→ Your objective: Each line of the data below must be reproduced without any change.

---

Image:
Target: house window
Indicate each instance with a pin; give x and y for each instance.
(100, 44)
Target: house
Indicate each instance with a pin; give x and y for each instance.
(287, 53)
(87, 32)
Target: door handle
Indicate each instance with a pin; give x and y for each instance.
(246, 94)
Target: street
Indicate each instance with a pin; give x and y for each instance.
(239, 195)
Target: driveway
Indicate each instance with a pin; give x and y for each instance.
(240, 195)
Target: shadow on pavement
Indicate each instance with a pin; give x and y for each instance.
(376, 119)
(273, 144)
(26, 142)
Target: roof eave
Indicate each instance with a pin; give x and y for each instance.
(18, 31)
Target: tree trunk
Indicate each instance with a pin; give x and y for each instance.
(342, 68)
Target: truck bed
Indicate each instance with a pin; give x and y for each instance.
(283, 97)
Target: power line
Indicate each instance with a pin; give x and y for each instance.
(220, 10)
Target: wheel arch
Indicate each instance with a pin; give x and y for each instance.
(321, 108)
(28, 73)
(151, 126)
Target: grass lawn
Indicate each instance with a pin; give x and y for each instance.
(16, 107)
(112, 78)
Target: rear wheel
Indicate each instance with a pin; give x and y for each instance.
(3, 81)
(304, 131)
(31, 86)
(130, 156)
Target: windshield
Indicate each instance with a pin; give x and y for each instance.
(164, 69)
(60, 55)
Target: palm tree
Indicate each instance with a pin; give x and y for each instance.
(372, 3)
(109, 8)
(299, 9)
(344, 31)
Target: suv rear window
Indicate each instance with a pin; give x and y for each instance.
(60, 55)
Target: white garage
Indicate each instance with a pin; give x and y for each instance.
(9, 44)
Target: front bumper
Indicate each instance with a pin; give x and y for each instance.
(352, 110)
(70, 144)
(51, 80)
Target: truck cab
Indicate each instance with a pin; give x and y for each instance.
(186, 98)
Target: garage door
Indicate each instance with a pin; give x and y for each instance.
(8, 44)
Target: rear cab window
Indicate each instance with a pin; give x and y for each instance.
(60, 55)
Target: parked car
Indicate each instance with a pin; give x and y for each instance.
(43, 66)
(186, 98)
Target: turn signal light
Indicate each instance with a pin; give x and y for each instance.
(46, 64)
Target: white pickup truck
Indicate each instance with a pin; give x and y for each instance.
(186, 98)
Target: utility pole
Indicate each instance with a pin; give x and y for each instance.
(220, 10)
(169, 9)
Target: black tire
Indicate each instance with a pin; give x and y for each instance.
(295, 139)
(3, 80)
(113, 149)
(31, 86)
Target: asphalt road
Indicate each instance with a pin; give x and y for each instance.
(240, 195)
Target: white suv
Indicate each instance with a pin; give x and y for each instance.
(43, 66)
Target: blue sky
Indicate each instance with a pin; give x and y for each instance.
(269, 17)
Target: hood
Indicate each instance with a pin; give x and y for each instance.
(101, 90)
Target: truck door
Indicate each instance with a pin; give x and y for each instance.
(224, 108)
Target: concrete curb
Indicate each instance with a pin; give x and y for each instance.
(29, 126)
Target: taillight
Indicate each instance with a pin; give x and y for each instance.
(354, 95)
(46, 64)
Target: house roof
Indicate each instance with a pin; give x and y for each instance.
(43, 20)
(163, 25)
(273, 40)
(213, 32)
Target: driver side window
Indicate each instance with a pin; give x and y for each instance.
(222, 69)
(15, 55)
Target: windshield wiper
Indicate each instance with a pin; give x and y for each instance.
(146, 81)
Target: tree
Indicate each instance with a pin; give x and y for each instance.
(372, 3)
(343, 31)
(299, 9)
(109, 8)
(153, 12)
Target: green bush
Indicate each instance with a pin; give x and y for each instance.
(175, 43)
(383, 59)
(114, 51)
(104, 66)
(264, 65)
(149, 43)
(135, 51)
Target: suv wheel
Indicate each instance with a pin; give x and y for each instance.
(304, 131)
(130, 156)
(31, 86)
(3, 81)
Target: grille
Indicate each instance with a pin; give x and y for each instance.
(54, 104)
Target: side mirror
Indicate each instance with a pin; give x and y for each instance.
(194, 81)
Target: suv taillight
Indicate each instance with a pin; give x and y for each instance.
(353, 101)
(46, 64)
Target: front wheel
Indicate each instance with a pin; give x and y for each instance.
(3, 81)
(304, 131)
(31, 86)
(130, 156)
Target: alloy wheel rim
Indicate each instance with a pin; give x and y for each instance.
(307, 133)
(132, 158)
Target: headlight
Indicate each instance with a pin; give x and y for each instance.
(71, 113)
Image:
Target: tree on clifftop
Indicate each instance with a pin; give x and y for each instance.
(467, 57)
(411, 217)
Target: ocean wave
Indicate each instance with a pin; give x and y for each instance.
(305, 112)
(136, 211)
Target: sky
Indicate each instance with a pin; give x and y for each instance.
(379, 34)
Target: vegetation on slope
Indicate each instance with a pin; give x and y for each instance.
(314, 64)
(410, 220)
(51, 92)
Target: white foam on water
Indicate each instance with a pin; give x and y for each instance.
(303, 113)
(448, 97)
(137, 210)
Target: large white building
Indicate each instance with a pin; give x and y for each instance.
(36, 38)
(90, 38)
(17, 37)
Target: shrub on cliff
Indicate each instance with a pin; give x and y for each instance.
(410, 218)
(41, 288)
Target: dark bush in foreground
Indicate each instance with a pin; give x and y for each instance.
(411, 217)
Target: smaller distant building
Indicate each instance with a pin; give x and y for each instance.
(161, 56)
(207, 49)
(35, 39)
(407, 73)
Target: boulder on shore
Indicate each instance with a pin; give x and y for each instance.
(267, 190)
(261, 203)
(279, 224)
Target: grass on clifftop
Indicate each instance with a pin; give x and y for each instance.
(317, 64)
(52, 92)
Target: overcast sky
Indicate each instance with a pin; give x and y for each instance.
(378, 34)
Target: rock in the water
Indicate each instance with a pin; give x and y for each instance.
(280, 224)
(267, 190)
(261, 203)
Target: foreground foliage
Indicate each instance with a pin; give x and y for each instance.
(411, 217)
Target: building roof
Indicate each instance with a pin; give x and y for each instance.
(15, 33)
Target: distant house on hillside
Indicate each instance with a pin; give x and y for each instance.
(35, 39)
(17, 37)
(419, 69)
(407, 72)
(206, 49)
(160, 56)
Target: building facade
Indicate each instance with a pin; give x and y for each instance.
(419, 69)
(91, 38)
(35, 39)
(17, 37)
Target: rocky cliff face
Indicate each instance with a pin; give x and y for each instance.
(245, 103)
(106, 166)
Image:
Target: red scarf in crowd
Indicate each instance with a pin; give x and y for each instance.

---

→ Response for this exercise:
Image:
Target: house window
Indicate each instance with a pin; give x and y for each instance.
(100, 44)
Target: house
Indicate each instance with a pin; give x and y for each instance.
(287, 53)
(87, 32)
Target: door handle
Indicate each instance with a pin; give x and y for each instance.
(246, 94)
Target: street
Indicate each instance with a pin; give x and y for each instance.
(239, 195)
Target: driveway
Indicate each instance with a pin; give x and y for each instance.
(240, 195)
Target: shadow on pavement
Indicate each instance with a pin; give x and y for each instance.
(376, 119)
(273, 144)
(26, 142)
Target: roof eave
Indicate each instance with a pin; give x and y for each instance.
(18, 31)
Target: tree trunk
Indicate each instance with a pin; give x and y for each instance.
(342, 68)
Target: truck bed
Indicate each instance with a pin; give x and y for each instance.
(283, 97)
Target: power line
Indicate each instance with a pin; give x and y for each instance.
(220, 10)
Target: wheel arch
Indicate each instance with a pin; give x and y for each instance.
(321, 108)
(28, 73)
(151, 126)
Target: grass lawn
Indicate each instance with a pin; give x and y for each instance.
(16, 107)
(112, 78)
Target: rear wheel
Indicate each instance with a pin; give x and y for each instance.
(3, 81)
(304, 131)
(31, 86)
(130, 156)
Target: windshield
Indicate each instance with a pin; give x and y for each instance.
(164, 69)
(60, 55)
Target: palm tree
Indicate each instance with a pin; give x and y for each instance.
(372, 3)
(109, 8)
(299, 9)
(344, 31)
Target: suv rear window
Indicate each instance with a pin; give x and y for each instance.
(60, 55)
Target: white garage
Indicate each instance with a pin; give x and y for each instance.
(9, 44)
Target: front bumper
Indicate each instance with a pin; give x and y for each instance.
(352, 110)
(70, 144)
(51, 80)
Target: truck cab
Indicate each instance with a pin; give x and y for each instance.
(186, 98)
Target: garage door
Indicate each instance with a pin; give x and y for each instance.
(8, 44)
Target: rear cab window
Indicate each instance with a pin; give x and y for each instance.
(60, 55)
Target: parked car
Indicate each instance with a pin; give x and y for each instance.
(43, 66)
(186, 98)
Target: turn signal light
Indicate each instance with a pin; give x and y for each instance.
(46, 64)
Target: white pickup truck
Indicate each instance with a pin; give x and y for each instance.
(186, 98)
Target: utility pole
Indicate each instance with a pin; give x and y for each instance.
(220, 10)
(169, 9)
Target: black tire
Indicate each instance with a pin; give x and y for each instance.
(295, 139)
(3, 80)
(113, 149)
(31, 86)
Target: asphalt road
Indicate each instance with a pin; give x and y for each instance.
(240, 195)
Target: white suv
Indicate each instance with a pin; give x and y for each instance.
(43, 66)
Target: blue sky
Indicate each instance with a pin; give x and y for each instance.
(269, 17)
Target: hood
Indicate each instance with a pin; give x and y for each instance.
(101, 90)
Target: truck door
Indicate each instance with a pin; give x and y for each instance.
(224, 108)
Target: concrete curb
Indicate each instance with a pin; give x and y for each instance.
(29, 126)
Target: taillight
Indicate each instance with a pin; give x and y for each instance.
(354, 95)
(46, 64)
Target: house roof
Indicate each instance with a pin; give x and y for each instance.
(43, 20)
(163, 25)
(273, 40)
(213, 32)
Target: driver side window
Indicate each instance with a pin; give x and y for each instance.
(222, 69)
(15, 55)
Target: windshield wiper
Indicate each instance with a pin; give x and y for each instance.
(146, 81)
Target: tree
Indicate each instance with a pin; give x and y for each instance.
(372, 3)
(343, 31)
(299, 9)
(109, 8)
(153, 12)
Target: green bush
Indicate each instance with a pin; give x and y for each instance.
(175, 43)
(383, 59)
(114, 51)
(104, 66)
(264, 65)
(149, 43)
(135, 51)
Target: suv wheel
Indicate each instance with a pin; give x and y for each instance.
(304, 131)
(130, 156)
(31, 86)
(3, 81)
Target: grille
Indicate each instance with a pin; give x and y for each instance.
(54, 104)
Target: side mirror
Indicate each instance with a pin; give x and y for each instance.
(194, 81)
Target: suv taillight
Indicate each instance with a pin; give x and y for each instance.
(353, 101)
(46, 64)
Target: front wheel
Indicate each instance with a pin; give x and y for each instance.
(3, 81)
(304, 131)
(31, 86)
(130, 156)
Target: alloy wheel rim
Indicate each instance with a pin; give x and y for each instance.
(307, 133)
(132, 158)
Target: headlight
Indicate each instance with a pin; give x and y for each instance.
(71, 113)
Image:
Target: tree on clifftop
Indicate each instance with a pin; give x and y for each instance.
(467, 57)
(411, 217)
Target: ocean wave
Indicate each instance with a pin; give x and y for each instance.
(305, 112)
(136, 211)
Target: sky
Indicate each instance with a pin; give x and y for each instance.
(379, 34)
Target: vegetation on slope
Indicate each instance with a pin; give x and y for each instance.
(314, 64)
(410, 220)
(51, 92)
Target: white foam on water
Indicate each instance with a pin; give x and y for each instance.
(303, 113)
(448, 97)
(137, 210)
Target: large white building
Indicate each instance with a pin; give x and y for each instance.
(36, 38)
(90, 38)
(17, 37)
Target: shrub on cliff
Indicate each instance with a pin; give x and y for each instance.
(410, 218)
(41, 288)
Target: dark bush in foreground
Indicate each instance with a pin; give x and y for each instance.
(411, 217)
Target: smaller distant building
Indicate each instance with a pin; give x and y for each instance.
(161, 56)
(207, 49)
(35, 39)
(407, 73)
Target: boulder on shore
Indicate each instance with a pin; give x and y for each instance.
(267, 190)
(261, 203)
(279, 224)
Target: grass on clifftop
Indicate each instance with a pin; give x and y for each instance.
(317, 64)
(52, 92)
Target: overcast sky
Indicate each instance with a pin; give x and y for each instance.
(378, 34)
Target: rock in the water
Indicate each instance with a pin; give x and y for each instance.
(280, 224)
(267, 190)
(261, 203)
Target: foreground foliage
Indicate each instance with a pin; give x and y for each instance.
(411, 217)
Target: building roof
Indicate each instance with a pin; give x and y for each instance.
(15, 33)
Target: distant house on hillside
Indicate each instance with a pin; give x and y for each instance.
(35, 39)
(17, 37)
(419, 69)
(407, 72)
(206, 49)
(160, 56)
Target: building facade
Indicate each instance with a pin; give x and y for each instance.
(419, 69)
(91, 38)
(35, 39)
(17, 37)
Target: rocky cliff face
Indicate each instance with a pin; give x and y for each instance.
(245, 103)
(106, 166)
Image:
Target: red scarf in crowd
Indicate each instance with a pin; give x and y for each instance.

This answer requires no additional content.